▶ [OBJECTIVE]: Lay out the part of the material below that starts with the line containing "Place one point on every instance of the orange tarp" and runs to the end of the material as a Markdown table. Use the columns Row and Text, number each line, and skip blank lines.
====== DATA FOR THIS EXERCISE ======
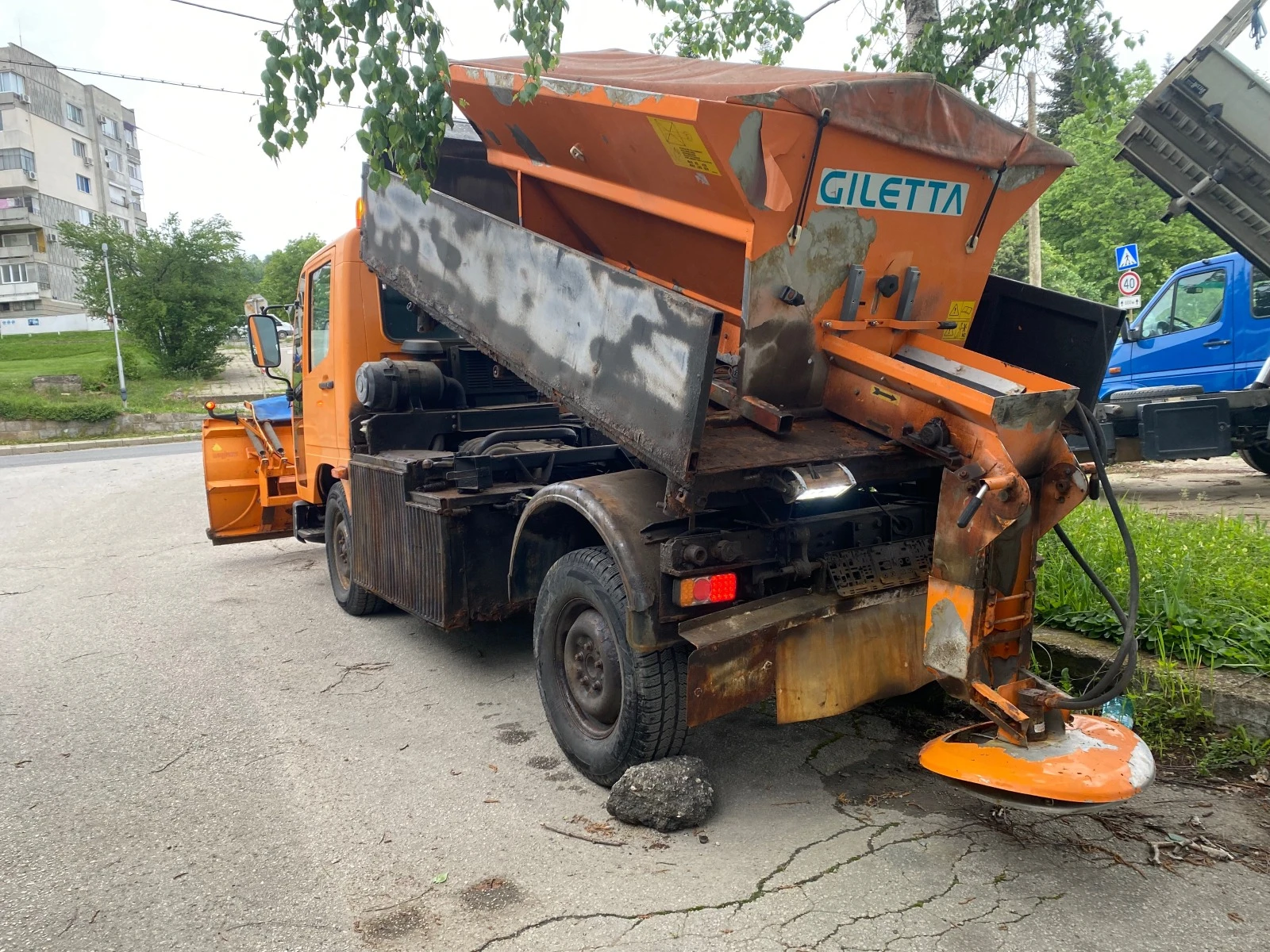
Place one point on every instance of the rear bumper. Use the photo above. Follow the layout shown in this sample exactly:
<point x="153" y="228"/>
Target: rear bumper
<point x="818" y="654"/>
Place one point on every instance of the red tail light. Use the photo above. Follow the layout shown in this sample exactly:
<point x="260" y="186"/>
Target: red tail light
<point x="706" y="589"/>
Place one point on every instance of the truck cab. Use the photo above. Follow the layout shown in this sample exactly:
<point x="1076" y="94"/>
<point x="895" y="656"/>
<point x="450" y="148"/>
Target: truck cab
<point x="1208" y="327"/>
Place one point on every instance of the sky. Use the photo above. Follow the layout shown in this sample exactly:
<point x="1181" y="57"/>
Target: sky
<point x="200" y="150"/>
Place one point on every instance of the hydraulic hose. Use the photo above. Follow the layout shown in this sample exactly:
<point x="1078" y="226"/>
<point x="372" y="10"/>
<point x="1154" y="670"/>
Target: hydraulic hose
<point x="1119" y="676"/>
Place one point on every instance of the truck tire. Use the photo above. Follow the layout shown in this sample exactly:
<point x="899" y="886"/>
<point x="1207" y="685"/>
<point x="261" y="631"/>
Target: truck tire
<point x="340" y="558"/>
<point x="1143" y="393"/>
<point x="609" y="708"/>
<point x="1257" y="457"/>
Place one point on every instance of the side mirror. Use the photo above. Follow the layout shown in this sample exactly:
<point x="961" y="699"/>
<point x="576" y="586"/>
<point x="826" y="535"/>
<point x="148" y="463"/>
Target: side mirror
<point x="262" y="336"/>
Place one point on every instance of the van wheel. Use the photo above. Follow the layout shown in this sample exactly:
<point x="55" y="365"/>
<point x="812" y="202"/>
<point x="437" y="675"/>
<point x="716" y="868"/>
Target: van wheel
<point x="340" y="558"/>
<point x="1257" y="457"/>
<point x="609" y="708"/>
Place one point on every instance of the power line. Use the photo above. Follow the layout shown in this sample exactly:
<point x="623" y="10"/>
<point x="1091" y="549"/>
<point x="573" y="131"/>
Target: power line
<point x="230" y="13"/>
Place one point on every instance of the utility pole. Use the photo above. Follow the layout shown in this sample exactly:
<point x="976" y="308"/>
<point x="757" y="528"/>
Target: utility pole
<point x="114" y="324"/>
<point x="1034" y="213"/>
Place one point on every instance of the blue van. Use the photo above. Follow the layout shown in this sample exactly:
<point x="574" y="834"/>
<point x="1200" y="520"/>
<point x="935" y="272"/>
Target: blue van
<point x="1210" y="325"/>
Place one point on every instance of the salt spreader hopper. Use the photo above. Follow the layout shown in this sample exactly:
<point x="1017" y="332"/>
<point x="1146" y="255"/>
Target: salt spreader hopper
<point x="831" y="238"/>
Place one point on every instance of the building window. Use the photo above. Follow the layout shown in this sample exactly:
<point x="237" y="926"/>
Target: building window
<point x="13" y="273"/>
<point x="17" y="159"/>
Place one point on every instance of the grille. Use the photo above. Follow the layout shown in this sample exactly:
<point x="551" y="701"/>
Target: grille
<point x="402" y="551"/>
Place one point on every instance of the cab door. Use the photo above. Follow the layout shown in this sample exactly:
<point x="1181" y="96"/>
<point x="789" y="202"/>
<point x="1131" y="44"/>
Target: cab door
<point x="1187" y="336"/>
<point x="319" y="371"/>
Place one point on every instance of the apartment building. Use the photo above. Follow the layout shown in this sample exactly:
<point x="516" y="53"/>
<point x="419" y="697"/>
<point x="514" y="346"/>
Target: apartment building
<point x="67" y="154"/>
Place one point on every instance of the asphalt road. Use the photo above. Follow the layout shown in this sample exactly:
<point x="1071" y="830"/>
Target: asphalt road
<point x="201" y="750"/>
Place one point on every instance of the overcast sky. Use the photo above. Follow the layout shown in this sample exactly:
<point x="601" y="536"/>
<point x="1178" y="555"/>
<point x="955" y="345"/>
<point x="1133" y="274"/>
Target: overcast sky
<point x="201" y="150"/>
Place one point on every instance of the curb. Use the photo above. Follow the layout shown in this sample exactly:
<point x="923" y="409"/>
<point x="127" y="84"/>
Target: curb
<point x="1237" y="700"/>
<point x="106" y="443"/>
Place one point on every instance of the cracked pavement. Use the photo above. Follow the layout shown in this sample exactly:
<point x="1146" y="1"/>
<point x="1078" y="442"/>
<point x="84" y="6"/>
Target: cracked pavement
<point x="201" y="750"/>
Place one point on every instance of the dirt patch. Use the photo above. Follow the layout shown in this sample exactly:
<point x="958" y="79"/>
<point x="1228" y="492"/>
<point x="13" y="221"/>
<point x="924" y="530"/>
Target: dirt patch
<point x="391" y="924"/>
<point x="495" y="892"/>
<point x="1194" y="486"/>
<point x="512" y="734"/>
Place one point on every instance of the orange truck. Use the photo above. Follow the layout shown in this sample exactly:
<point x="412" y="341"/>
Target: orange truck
<point x="702" y="363"/>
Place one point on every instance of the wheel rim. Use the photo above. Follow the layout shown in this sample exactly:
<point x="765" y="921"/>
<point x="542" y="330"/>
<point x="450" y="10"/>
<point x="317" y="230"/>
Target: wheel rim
<point x="343" y="562"/>
<point x="592" y="673"/>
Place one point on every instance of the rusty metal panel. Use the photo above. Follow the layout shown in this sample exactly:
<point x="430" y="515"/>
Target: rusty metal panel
<point x="632" y="359"/>
<point x="835" y="664"/>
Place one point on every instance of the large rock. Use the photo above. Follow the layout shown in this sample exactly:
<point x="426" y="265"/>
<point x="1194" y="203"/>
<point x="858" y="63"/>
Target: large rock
<point x="666" y="795"/>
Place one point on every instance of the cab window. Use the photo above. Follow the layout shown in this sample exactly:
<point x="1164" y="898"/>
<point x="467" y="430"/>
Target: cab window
<point x="319" y="315"/>
<point x="1260" y="294"/>
<point x="1191" y="302"/>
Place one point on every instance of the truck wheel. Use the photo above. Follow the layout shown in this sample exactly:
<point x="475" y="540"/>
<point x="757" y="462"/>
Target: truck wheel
<point x="340" y="558"/>
<point x="1257" y="457"/>
<point x="607" y="706"/>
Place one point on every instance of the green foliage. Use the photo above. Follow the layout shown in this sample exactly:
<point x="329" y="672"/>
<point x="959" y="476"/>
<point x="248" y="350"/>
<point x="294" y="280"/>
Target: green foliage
<point x="283" y="270"/>
<point x="391" y="50"/>
<point x="1083" y="48"/>
<point x="1204" y="593"/>
<point x="1057" y="272"/>
<point x="23" y="406"/>
<point x="178" y="292"/>
<point x="1172" y="717"/>
<point x="1103" y="203"/>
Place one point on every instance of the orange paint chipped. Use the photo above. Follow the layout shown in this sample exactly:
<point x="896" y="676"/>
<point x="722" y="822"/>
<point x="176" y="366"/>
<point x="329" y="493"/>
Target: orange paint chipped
<point x="1098" y="761"/>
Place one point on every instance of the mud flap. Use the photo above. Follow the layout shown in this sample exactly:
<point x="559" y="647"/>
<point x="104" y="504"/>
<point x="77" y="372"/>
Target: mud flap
<point x="248" y="498"/>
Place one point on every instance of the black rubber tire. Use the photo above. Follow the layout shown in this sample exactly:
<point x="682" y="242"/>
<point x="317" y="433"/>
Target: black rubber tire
<point x="1143" y="393"/>
<point x="1257" y="457"/>
<point x="652" y="717"/>
<point x="340" y="554"/>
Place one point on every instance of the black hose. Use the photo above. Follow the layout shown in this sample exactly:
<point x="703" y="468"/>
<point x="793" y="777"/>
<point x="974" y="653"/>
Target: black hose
<point x="1119" y="676"/>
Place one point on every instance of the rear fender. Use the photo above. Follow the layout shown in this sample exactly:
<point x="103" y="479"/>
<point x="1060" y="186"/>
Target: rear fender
<point x="598" y="511"/>
<point x="248" y="498"/>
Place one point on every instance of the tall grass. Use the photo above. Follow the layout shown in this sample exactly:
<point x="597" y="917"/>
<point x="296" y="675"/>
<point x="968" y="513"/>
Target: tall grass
<point x="1206" y="584"/>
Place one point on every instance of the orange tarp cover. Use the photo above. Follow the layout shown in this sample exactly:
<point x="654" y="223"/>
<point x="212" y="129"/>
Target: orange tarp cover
<point x="910" y="109"/>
======
▶ [SOLUTION TO THIS EXERCISE]:
| Row | Text |
|---|---|
| 1 | Place one point on every instance of the orange tarp cover. Use the photo above. Follow the layout shown in this sample exactly: |
| 2 | <point x="654" y="223"/> |
| 3 | <point x="212" y="129"/> |
| 4 | Target: orange tarp cover |
| 5 | <point x="910" y="109"/> |